──────── Trecho ────────
17.11.09

Pombo correio

É triste me ver escrevendo. É triste quando me lêem e gostam. É triste para mim, claro. Discordo de que me acha inteligente, de quem me diz “Olha aí, você tem um dom!”. Isso não é um dom, isso é uma sina. Traduzir a tristeza para milhões, do mundo dos sentimentos para a frieza das palavras, sem deixar que as lágrimas molhem o papel, sem se deixar molhar por elas, sem perder nada e nem sair perdendo-se, é difícil. Dói lá dentro onde as palavras não curam, onde a caneta não chega. Admiro quem se traduz para a arte.
────────
◆ **Exercício proposto 1**: Conte quantas linhas dos registros contêm a palavra "bread" e responda apenas com o número.
O trecho e os registros têm origens diferentes.
──────── Dados a processar ────────
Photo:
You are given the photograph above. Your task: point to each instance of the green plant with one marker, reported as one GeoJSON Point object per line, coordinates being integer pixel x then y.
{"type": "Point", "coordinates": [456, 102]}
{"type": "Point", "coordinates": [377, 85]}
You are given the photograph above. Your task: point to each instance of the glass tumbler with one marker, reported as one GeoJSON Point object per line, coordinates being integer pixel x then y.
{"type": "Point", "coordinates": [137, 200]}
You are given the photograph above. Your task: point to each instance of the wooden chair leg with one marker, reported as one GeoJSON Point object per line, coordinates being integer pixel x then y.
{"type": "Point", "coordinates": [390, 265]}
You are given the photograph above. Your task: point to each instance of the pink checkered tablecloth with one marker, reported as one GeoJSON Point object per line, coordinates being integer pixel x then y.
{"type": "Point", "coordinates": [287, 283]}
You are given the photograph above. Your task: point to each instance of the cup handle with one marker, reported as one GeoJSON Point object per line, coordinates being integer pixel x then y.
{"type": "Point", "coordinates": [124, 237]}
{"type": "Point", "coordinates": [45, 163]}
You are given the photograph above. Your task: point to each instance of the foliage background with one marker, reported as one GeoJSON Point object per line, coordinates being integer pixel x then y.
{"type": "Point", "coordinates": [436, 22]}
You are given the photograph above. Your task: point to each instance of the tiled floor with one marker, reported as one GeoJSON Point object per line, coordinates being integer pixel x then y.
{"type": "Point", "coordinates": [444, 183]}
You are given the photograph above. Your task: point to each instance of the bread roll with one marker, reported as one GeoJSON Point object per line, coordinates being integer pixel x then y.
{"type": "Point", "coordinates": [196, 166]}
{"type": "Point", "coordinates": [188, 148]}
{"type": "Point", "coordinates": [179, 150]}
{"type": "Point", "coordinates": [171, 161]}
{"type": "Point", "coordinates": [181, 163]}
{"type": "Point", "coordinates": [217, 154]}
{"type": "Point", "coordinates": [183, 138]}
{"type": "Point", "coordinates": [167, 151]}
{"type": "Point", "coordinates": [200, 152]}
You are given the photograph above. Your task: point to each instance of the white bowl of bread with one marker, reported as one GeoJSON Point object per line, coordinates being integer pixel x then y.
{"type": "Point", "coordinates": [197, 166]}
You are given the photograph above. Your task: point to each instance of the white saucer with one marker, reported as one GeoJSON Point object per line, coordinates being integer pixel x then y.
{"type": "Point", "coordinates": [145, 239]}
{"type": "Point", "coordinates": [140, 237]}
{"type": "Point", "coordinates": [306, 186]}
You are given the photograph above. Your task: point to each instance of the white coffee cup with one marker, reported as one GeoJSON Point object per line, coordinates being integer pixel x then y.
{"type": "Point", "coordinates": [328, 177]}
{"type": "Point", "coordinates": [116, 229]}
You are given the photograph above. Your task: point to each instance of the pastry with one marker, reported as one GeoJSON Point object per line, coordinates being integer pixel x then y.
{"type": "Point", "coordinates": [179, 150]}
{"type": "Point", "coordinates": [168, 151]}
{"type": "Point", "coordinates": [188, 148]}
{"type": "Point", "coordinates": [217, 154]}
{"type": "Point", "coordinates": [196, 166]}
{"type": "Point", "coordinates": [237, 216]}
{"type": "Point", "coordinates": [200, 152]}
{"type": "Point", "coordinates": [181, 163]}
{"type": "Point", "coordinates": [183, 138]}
────────
◆ **Exercício proposto 2**: Reescreva a parte do trecho que começa em "Pombo correio" e termina em "para a arte.", substituindo "tristeza" por "saudade".

◆ **Resultado correto 1**: 2

◆ **Resultado correto 2**:
Pombo correio

É triste me ver escrevendo. É triste quando me lêem e gostam. É triste para mim, claro. Discordo de que me acha inteligente, de quem me diz “Olha aí, você tem um dom!”. Isso não é um dom, isso é uma sina. Traduzir a saudade para milhões, do mundo dos sentimentos para a frieza das palavras, sem deixar que as lágrimas molhem o papel, sem se deixar molhar por elas, sem perder nada e nem sair perdendo-se, é difícil. Dói lá dentro onde as palavras não curam, onde a caneta não chega. Admiro quem se traduz para a arte.